Excerpted text:
***

The IEA apparently has the right to change its mind, especially if the facts present themselves.
And the world will be different very shortly.

(Illustration found here).

Now the shoe is on the other foot (sorry can’t help it):

  • In its 2007 World Energy Outlook, the IEA predicted a rate of decline in output from the world’s existing oilfields of 3.7 percent a year.
    This, it said, presented a short-term challenge, with the possibility of a temporary supply crunch in 2015, but with sufficient investment any shortfall could be covered.
    But the new report, published last month, carried a very different message: a projected rate of decline of 6.7 percent, which means a much greater gap to fill.

    More importantly, in the 2008 report the IEA suggests for the first time that world petroleum supplies might hit the buffers.
    “Although global oil production in total is not expected to peak before 2030, production of conventional oil … is projected to level off towards the end of the projection period.”

***

Print the whole excerpt on the IEA's oil output forecasts word for word. The lines are not needed for anything here.

Data excerpts:
***

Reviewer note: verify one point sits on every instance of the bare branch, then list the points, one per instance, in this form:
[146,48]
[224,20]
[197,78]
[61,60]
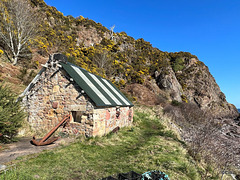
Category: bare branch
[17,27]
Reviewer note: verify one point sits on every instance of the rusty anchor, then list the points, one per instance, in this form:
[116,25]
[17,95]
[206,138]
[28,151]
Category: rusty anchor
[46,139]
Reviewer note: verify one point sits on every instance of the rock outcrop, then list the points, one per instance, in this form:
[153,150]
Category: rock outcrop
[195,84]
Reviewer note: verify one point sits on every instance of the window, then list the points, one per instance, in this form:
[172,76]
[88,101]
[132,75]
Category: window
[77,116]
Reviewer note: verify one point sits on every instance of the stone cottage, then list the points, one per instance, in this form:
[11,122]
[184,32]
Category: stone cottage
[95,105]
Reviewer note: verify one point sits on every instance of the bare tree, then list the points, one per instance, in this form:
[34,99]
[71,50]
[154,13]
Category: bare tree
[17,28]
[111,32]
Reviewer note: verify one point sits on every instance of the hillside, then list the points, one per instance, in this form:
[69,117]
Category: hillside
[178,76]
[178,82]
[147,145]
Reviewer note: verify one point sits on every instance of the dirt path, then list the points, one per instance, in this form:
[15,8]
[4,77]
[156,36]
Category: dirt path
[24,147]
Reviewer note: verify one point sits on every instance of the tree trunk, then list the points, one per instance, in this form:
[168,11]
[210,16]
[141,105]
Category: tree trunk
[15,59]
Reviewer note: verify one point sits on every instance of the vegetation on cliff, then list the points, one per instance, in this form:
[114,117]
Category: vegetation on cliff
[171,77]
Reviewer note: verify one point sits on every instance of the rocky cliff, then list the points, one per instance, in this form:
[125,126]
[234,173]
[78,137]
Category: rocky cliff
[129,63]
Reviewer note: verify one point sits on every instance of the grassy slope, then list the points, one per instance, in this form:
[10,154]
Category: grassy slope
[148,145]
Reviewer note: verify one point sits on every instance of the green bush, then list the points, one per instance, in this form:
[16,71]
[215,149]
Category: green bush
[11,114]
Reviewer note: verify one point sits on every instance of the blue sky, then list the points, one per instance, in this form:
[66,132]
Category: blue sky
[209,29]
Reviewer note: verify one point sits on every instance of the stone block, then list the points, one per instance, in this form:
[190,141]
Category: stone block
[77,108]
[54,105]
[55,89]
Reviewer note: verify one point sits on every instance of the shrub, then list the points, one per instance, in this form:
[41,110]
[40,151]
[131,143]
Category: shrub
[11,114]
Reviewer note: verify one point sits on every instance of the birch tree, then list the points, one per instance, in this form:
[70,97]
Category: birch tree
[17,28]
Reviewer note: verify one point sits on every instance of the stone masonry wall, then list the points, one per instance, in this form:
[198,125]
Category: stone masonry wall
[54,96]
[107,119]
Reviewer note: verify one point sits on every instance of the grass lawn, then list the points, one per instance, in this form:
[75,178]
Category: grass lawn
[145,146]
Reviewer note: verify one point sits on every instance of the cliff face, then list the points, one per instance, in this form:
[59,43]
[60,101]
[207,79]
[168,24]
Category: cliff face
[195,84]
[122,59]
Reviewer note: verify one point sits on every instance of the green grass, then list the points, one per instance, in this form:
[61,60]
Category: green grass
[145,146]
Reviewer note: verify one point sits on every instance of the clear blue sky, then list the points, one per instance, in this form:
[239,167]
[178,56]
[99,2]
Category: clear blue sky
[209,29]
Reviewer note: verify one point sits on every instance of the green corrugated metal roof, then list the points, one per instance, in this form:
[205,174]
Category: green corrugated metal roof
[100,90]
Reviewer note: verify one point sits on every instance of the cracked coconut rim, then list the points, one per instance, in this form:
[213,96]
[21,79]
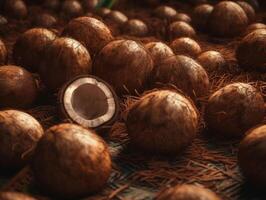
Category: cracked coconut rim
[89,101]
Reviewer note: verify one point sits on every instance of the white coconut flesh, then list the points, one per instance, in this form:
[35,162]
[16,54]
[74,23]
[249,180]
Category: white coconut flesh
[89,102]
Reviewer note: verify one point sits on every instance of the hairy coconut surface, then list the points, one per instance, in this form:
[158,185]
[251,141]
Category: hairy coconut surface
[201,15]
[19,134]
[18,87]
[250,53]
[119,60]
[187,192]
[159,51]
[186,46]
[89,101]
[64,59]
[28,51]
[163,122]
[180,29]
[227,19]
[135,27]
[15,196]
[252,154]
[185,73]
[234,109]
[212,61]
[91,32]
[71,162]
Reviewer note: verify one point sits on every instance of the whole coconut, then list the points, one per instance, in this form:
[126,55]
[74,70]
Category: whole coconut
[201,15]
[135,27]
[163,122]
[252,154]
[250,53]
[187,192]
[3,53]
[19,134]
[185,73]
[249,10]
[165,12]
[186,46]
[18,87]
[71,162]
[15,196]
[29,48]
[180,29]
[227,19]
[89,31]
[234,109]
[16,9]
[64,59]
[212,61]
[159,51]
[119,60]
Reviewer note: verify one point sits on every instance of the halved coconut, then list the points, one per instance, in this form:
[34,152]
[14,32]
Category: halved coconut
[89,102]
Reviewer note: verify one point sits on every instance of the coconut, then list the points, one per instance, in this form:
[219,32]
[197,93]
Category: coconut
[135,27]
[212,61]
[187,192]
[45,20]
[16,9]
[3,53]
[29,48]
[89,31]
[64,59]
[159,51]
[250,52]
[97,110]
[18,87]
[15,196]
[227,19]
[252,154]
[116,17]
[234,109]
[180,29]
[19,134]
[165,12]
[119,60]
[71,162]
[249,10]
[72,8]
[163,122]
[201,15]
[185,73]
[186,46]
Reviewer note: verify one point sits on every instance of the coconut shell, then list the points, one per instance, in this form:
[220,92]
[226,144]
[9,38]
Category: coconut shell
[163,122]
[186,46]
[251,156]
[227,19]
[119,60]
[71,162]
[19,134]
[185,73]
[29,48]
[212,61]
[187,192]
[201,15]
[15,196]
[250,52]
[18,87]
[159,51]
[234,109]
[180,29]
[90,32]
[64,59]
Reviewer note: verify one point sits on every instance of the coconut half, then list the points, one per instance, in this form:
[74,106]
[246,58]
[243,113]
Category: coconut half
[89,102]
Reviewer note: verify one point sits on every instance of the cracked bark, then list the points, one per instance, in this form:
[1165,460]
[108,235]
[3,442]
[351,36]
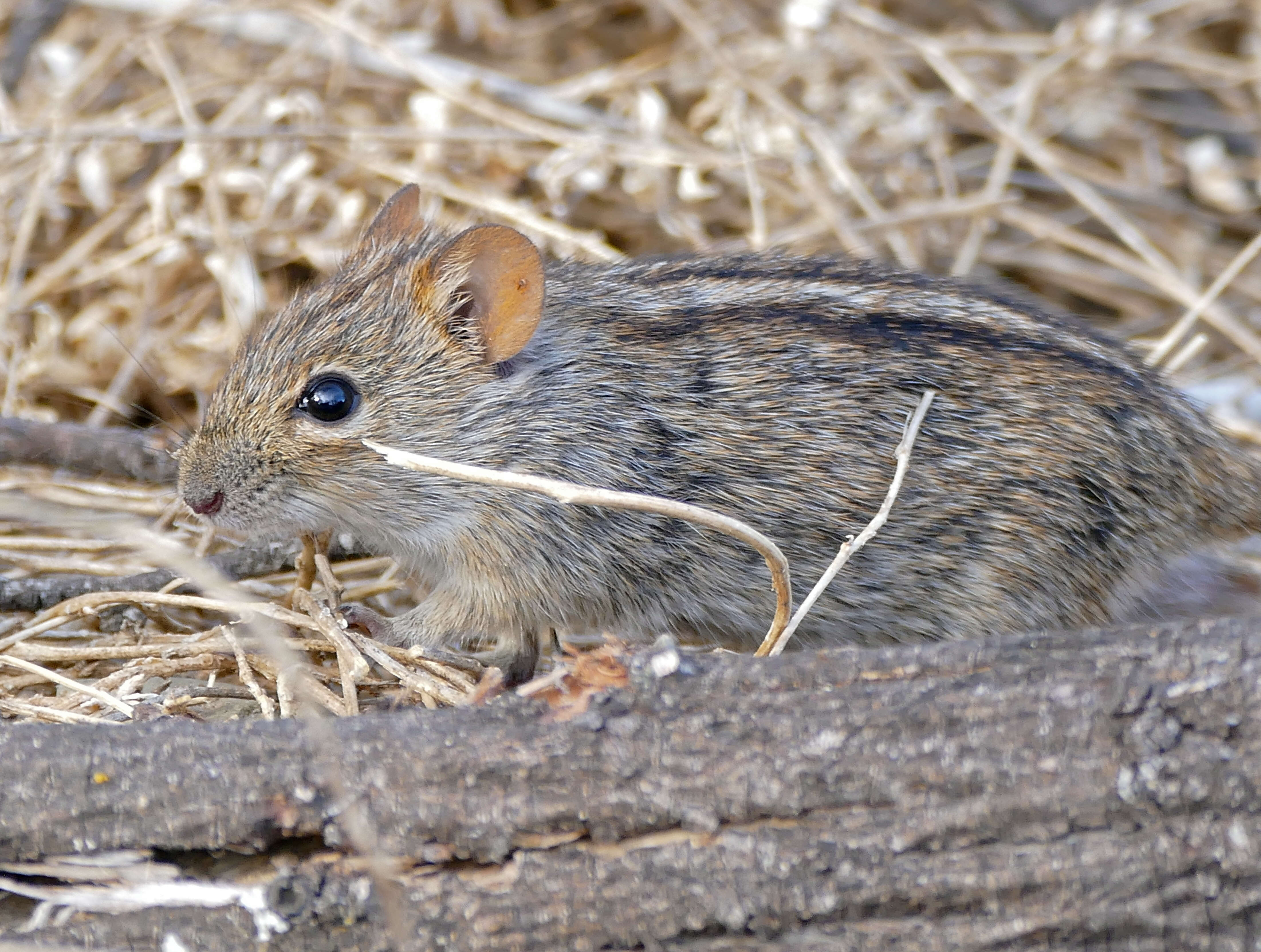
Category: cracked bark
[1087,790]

***

Exercise answer:
The IEA apparently has the right to change its mind, especially if the facts present themselves.
And the world will be different very shortly.

(Illustration found here).

Now the shoe is on the other foot (sorry can’t help it):

  • In its 2007 World Energy Outlook, the IEA predicted a rate of decline in output from the world’s existing oilfields of 3.7 percent a year.
    This, it said, presented a short-term challenge, with the possibility of a temporary supply crunch in 2015, but with sufficient investment any shortfall could be covered.
    But the new report, published last month, carried a very different message: a projected rate of decline of 6.7 percent, which means a much greater gap to fill.

    More importantly, in the 2008 report the IEA suggests for the first time that world petroleum supplies might hit the buffers.
    “Although global oil production in total is not expected to peak before 2030, production of conventional oil … is projected to level off towards the end of the projection period.”